### Natural language region descriptions

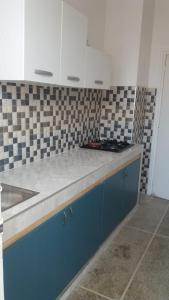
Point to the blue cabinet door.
(33, 266)
(112, 203)
(131, 183)
(83, 231)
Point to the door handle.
(73, 78)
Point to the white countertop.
(61, 176)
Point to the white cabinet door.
(73, 49)
(42, 40)
(98, 69)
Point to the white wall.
(146, 42)
(95, 10)
(122, 39)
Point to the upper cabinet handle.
(73, 78)
(100, 82)
(43, 73)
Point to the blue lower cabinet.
(112, 204)
(131, 182)
(83, 231)
(33, 266)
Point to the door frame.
(158, 107)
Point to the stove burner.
(108, 145)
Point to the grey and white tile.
(81, 294)
(164, 228)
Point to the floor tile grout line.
(145, 252)
(96, 293)
(140, 229)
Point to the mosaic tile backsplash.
(38, 122)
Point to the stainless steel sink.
(12, 195)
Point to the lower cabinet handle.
(100, 82)
(73, 78)
(43, 73)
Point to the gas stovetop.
(107, 145)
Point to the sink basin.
(12, 195)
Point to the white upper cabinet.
(30, 33)
(98, 69)
(42, 40)
(73, 47)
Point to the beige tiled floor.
(135, 264)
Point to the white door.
(42, 40)
(161, 175)
(98, 69)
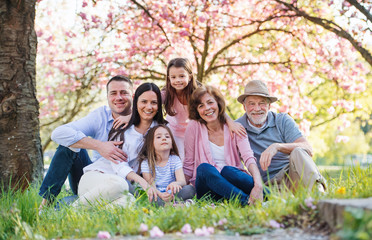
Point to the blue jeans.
(231, 183)
(65, 163)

### Aim of the task
With all pictures omitted, repeat every record above word for word.

### Written answer
Point to the blue cabinet door.
(33, 266)
(112, 203)
(131, 183)
(83, 231)
Point to the door handle.
(73, 78)
Point to the white countertop.
(61, 176)
Point to the white cabinet door.
(73, 49)
(42, 40)
(98, 69)
Point to the white wall.
(146, 42)
(95, 10)
(122, 39)
Point to the upper cabinet handle.
(73, 78)
(100, 82)
(43, 73)
Point to the blue lower cabinet.
(112, 204)
(131, 182)
(83, 231)
(33, 266)
Point to the door frame.
(158, 107)
Point to the stove burner.
(108, 145)
Point to the grey and white tile.
(81, 294)
(164, 228)
Point to the floor tile grout line.
(145, 252)
(96, 293)
(140, 229)
Point to the mosaic tile backsplash.
(38, 122)
Point to the stainless steel sink.
(12, 195)
Point to the lower cabinet handle.
(100, 82)
(73, 78)
(43, 73)
Point to the gas stovetop.
(107, 145)
Point to the sink basin.
(12, 195)
Point to the white upper cabinet.
(30, 33)
(98, 69)
(42, 40)
(73, 47)
Point to the beige tiled floor.
(135, 264)
Point to the white door.
(42, 40)
(161, 175)
(98, 69)
Point to the blue jeans.
(231, 183)
(65, 163)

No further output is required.